--- Begin DOCUMENT ---

Colonel SMITH was a stocky man, with fair and determinate countenance, a quite man who carried his point; he had been educated at the Hyco Academy in Semora and afterwards preferring a planter’s life, he had time to run for the State Senate, as a Jacksonian Democrat (latter-day expression of his political ideas), where he served two terms, and then he emigrated to Fayette County, Tennessee, where his prudential insight and care assured him of a sound livelihood and prominence.
Colonel SMITH was a devout Methodist, doing many things for the spread of that faith in Arkansas; he avoided publicity, while others imbibed it, but his contribution to the Ridge was well understood by his contemporaries. The Reverend A. R. WINFIELS, who had long know Colonial SMITH, wrote of him, “ and to his influence and ability more than anyone was this community indebted for the early settlement, and whatever the intellectual or moral development it may have attained…”

--- End DOCUMENT ---

*WHAT THE EXERCISE ASKS*: Repeat word for word the part of the passage on Colonel Smith that opens with the words containing "Colonel SMITH was a stocky" and closes with "livelihood and prominence.".

--- Begin DATA SECTION ---

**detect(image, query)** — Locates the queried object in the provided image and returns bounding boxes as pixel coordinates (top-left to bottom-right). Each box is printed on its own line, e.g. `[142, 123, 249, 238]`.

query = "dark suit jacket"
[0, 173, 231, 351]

--- End DATA SECTION ---

*COMPLETE ANSWER*:
Colonel SMITH was a stocky man, with fair and determinate countenance, a quite man who carried his point; he had been educated at the Hyco Academy in Semora and afterwards preferring a planter’s life, he had time to run for the State Senate, as a Jacksonian Democrat (latter-day expression of his political ideas), where he served two terms, and then he emigrated to Fayette County, Tennessee, where his prudential insight and care assured him of a sound livelihood and prominence.